====== Provided records ======

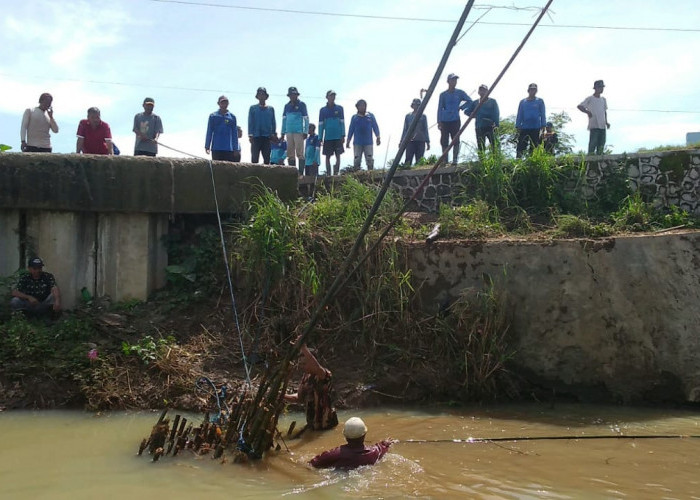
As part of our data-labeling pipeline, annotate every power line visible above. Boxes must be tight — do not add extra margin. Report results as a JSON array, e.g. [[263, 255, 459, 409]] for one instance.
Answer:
[[5, 71, 700, 115], [150, 0, 700, 33]]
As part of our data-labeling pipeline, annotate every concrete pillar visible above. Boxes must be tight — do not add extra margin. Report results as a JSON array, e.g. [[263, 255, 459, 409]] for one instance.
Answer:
[[97, 213, 168, 302], [26, 211, 96, 309], [0, 209, 21, 278]]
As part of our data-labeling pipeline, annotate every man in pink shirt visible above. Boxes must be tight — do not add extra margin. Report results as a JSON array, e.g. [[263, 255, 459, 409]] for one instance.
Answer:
[[309, 417, 394, 469], [75, 108, 114, 155]]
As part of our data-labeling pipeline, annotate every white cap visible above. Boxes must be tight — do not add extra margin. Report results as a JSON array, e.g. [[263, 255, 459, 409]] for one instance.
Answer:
[[343, 417, 367, 439]]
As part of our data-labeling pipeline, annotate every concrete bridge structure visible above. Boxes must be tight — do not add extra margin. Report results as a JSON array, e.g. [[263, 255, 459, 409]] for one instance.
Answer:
[[0, 153, 298, 309]]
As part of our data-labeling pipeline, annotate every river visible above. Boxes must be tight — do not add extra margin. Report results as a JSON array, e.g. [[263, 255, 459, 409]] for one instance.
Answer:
[[0, 404, 700, 500]]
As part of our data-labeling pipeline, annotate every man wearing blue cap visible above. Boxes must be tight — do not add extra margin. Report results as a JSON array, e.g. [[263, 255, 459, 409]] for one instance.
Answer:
[[248, 87, 277, 165], [10, 257, 61, 316], [438, 73, 472, 165]]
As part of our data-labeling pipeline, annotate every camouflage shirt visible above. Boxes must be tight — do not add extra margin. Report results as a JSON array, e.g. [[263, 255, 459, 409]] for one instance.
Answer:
[[17, 271, 56, 302]]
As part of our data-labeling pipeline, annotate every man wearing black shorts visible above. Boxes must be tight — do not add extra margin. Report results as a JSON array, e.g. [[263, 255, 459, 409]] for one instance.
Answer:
[[318, 90, 345, 175]]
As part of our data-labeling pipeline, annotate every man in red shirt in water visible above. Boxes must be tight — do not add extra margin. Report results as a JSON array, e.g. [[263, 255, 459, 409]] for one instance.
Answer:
[[75, 104, 114, 155], [309, 417, 394, 469]]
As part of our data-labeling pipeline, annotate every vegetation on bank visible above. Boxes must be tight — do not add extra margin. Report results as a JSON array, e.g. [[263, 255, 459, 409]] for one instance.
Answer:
[[0, 146, 697, 409]]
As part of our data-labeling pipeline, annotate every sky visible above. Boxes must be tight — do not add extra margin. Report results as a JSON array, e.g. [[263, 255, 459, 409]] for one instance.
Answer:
[[0, 0, 700, 170]]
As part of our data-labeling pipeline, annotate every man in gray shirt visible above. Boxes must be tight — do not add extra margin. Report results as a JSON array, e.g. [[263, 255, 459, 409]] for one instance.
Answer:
[[134, 97, 163, 156]]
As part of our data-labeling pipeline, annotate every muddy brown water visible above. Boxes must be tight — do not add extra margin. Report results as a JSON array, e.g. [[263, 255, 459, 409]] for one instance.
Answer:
[[0, 405, 700, 500]]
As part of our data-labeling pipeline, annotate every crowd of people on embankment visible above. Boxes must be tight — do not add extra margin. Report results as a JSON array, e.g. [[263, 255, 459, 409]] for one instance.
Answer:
[[15, 73, 610, 176]]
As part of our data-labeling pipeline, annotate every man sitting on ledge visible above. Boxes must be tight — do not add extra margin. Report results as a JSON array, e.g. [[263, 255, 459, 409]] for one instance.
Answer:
[[10, 257, 61, 316], [309, 417, 394, 469]]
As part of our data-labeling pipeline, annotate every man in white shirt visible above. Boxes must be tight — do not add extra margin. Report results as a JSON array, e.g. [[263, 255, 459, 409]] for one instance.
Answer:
[[578, 80, 610, 155], [19, 93, 58, 153]]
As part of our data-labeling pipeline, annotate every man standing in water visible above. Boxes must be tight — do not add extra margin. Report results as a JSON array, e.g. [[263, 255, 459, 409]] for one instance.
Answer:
[[284, 344, 338, 437], [309, 417, 394, 469]]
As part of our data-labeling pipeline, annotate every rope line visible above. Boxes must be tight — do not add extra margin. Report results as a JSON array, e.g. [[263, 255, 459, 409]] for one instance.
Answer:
[[396, 434, 700, 444], [153, 140, 252, 387]]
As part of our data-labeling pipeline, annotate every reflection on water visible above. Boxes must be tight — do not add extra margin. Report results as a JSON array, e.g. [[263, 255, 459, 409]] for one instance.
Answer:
[[0, 405, 700, 500]]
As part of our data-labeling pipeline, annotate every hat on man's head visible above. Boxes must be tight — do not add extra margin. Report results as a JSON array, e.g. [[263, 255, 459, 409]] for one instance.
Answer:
[[27, 257, 44, 267], [343, 417, 367, 439]]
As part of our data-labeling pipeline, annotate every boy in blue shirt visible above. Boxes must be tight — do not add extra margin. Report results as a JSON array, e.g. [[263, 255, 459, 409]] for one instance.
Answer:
[[248, 87, 277, 165], [345, 99, 382, 170], [270, 134, 292, 165], [282, 87, 309, 169], [204, 95, 241, 162], [299, 123, 321, 177], [438, 73, 472, 165], [318, 90, 345, 175], [515, 83, 547, 158]]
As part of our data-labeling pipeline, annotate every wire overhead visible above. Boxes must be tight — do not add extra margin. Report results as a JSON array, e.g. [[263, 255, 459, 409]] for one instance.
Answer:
[[150, 0, 700, 33]]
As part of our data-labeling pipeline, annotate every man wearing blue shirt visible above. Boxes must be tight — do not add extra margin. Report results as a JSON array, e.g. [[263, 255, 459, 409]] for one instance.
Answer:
[[515, 83, 547, 158], [401, 99, 430, 167], [318, 90, 345, 175], [204, 95, 241, 161], [438, 73, 472, 165], [281, 87, 309, 168], [345, 99, 382, 170], [248, 87, 277, 165], [464, 83, 501, 151]]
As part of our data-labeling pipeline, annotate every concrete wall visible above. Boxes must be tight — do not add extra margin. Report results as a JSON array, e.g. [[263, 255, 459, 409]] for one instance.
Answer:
[[0, 153, 298, 309], [408, 232, 700, 401]]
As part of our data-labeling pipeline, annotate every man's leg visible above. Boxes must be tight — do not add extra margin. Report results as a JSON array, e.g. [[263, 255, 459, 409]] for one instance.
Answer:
[[296, 134, 306, 175], [250, 137, 262, 163], [596, 128, 606, 155], [588, 128, 597, 155], [515, 129, 528, 158], [474, 128, 486, 151], [447, 121, 460, 165], [259, 136, 271, 165], [352, 144, 362, 168], [411, 141, 425, 163], [333, 151, 341, 175], [287, 134, 297, 167], [362, 144, 374, 170]]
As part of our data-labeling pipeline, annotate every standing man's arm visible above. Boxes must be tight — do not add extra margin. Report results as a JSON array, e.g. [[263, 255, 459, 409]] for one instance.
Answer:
[[51, 284, 61, 311], [153, 116, 163, 142], [204, 115, 214, 154], [19, 108, 32, 151], [345, 115, 357, 148], [248, 104, 256, 144], [372, 115, 382, 146], [299, 103, 309, 139], [46, 106, 58, 134]]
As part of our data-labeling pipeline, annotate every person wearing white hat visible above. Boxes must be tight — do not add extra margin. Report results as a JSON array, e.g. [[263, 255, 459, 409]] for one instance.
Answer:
[[309, 417, 395, 469]]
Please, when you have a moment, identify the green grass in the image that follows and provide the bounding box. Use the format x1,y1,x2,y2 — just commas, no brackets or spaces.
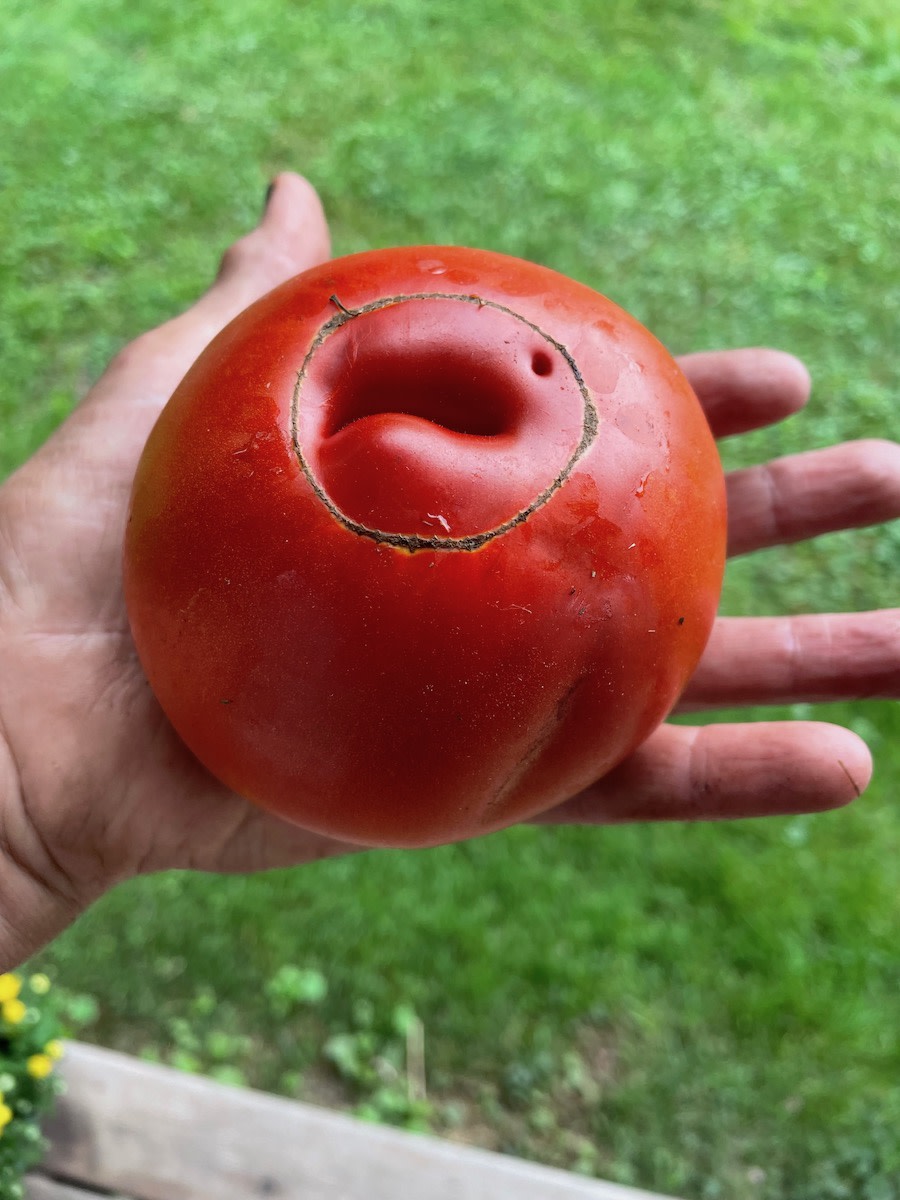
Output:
0,0,900,1200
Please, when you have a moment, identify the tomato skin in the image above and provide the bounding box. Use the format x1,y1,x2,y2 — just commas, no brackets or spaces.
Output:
125,246,725,846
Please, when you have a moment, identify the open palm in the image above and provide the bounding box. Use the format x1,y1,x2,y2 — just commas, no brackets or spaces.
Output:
0,174,900,970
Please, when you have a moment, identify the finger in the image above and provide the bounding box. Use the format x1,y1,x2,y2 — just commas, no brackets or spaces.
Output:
538,721,871,824
678,608,900,712
727,438,900,557
33,172,330,475
678,348,810,438
198,172,331,323
0,847,97,973
82,172,330,412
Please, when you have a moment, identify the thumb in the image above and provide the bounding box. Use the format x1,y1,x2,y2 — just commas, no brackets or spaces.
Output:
83,172,330,416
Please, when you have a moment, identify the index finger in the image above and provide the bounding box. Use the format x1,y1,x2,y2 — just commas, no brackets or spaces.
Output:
678,347,810,438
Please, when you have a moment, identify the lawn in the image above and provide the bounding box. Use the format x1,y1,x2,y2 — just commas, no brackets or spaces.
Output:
0,0,900,1200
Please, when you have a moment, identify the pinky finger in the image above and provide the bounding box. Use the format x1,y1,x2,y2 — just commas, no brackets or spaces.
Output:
536,721,872,824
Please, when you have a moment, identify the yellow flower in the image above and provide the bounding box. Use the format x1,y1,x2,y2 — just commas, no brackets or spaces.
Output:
2,1000,28,1025
0,974,22,1004
25,1054,53,1079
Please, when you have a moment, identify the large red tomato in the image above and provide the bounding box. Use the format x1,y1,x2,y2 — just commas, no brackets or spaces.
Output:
125,246,725,846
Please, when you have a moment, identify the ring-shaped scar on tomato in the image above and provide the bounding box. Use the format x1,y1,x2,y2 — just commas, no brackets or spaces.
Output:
125,246,725,846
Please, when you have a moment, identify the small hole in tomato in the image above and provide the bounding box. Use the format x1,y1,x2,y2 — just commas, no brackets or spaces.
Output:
532,350,553,376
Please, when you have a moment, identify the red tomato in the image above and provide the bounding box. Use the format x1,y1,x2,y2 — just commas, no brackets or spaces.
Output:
125,246,725,846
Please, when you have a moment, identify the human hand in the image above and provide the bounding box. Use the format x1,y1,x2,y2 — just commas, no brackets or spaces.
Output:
0,175,900,970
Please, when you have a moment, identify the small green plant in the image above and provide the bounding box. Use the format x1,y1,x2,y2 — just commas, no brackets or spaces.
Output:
0,974,62,1200
324,1002,434,1133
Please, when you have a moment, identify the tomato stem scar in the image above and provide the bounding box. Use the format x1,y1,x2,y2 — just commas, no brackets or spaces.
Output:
290,292,602,553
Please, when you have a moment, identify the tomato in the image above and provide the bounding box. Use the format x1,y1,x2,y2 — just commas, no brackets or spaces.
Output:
125,246,725,846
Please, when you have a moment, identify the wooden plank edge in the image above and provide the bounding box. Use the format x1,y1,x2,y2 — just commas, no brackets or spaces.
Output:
42,1043,673,1200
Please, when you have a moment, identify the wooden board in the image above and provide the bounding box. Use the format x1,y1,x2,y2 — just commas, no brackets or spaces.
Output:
25,1175,133,1200
30,1044,681,1200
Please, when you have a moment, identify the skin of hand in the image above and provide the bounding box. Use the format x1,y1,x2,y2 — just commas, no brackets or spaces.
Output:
0,173,900,971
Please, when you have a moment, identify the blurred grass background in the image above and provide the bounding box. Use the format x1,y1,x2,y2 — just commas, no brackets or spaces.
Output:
0,0,900,1200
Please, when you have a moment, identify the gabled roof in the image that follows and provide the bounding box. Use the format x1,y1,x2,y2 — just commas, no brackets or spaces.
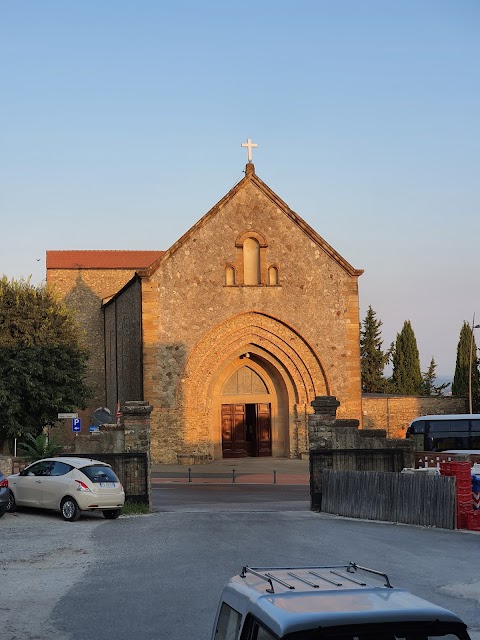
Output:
138,162,363,277
47,250,165,270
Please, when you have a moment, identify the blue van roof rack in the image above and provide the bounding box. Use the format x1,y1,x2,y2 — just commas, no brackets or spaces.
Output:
240,562,393,593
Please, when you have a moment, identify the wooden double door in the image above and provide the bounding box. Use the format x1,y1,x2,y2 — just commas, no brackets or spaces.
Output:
222,402,272,458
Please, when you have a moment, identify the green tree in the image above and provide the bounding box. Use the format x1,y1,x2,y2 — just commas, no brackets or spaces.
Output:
422,356,450,396
391,320,423,396
360,306,391,393
0,276,88,439
18,432,63,462
452,321,480,412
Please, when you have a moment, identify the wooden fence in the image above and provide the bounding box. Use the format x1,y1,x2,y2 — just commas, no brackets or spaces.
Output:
310,447,411,511
321,469,455,529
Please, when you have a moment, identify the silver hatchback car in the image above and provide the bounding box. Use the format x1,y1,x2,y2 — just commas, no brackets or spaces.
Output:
7,457,125,522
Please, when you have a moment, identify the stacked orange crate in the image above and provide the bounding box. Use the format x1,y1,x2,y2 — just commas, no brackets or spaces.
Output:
467,510,480,531
440,462,473,529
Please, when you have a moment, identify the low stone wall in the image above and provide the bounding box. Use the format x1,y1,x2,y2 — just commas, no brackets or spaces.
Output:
362,394,468,438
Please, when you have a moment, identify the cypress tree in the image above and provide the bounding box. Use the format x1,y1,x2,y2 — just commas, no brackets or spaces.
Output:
392,320,423,396
360,306,391,393
423,356,450,396
452,321,480,411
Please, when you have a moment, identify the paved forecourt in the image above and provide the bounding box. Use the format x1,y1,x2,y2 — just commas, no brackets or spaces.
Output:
151,458,309,485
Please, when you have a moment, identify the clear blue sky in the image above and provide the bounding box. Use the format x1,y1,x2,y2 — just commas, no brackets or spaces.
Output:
0,0,480,375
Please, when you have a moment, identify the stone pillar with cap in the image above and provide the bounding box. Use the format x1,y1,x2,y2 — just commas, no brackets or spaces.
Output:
308,396,340,451
122,400,153,452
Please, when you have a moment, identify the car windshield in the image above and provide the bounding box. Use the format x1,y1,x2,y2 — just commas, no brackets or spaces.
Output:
80,464,120,483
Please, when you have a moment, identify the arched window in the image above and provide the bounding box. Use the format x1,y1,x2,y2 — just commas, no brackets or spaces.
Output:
268,265,278,286
225,265,235,287
243,238,260,285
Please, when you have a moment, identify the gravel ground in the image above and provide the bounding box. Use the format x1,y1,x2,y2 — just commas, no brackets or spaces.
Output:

======

• [What this task involves]: Lay out the rows as a numbered list, beginning at the very first row and going on through the line containing "[[0, 404, 700, 500]]", with both ends included and blank lines dropped. Leave the pictures out of your answer.

• [Answer to the exercise]:
1. As part of our data-labeling pipeline, annotate every power line visible above. Boxes must be tight — do not add extra margin. Report results as a JSON array, e.g. [[263, 255, 459, 409]] for one instance.
2. Answer:
3. [[5, 71, 700, 115], [150, 0, 700, 33]]
4. As part of our data-labeling pipeline, annotate every concrete pillar visible above. Boxes must be tight — do not add extra margin. Report results as a JSON array, e.g. [[263, 255, 459, 409]] for one instance.
5. Answer:
6. [[97, 213, 168, 302], [26, 211, 96, 309], [0, 209, 21, 278]]
7. As part of our data-labeling pipeline, annotate every man in pink shirt visible above. Boxes must be tight — do not add extra margin. Report results as a JSON array, e.g. [[263, 255, 459, 409]] for one instance.
8. Answer:
9. [[309, 417, 394, 469], [75, 108, 114, 155]]
10. As part of our data-labeling pipeline, annotate every white cap visible above. Boxes must be tight — do not add extra margin. Report results as a JSON array, e.g. [[263, 255, 459, 409]] for one instance.
11. Answer:
12. [[343, 417, 367, 439]]
13. As part of our data-labeling pipeline, annotate every concrete bridge structure visible above. Boxes must be tight — do not add extra margin. Report results as a JSON array, e.g. [[263, 255, 459, 409]] for one instance.
14. Answer:
15. [[0, 153, 298, 309]]
16. As part of our data-labeling pipeline, annotate every river visible above. Boxes must be tight — do not add extra margin. Report results as a JSON array, e.g. [[263, 255, 459, 409]] for one instance.
17. Answer:
18. [[0, 404, 700, 500]]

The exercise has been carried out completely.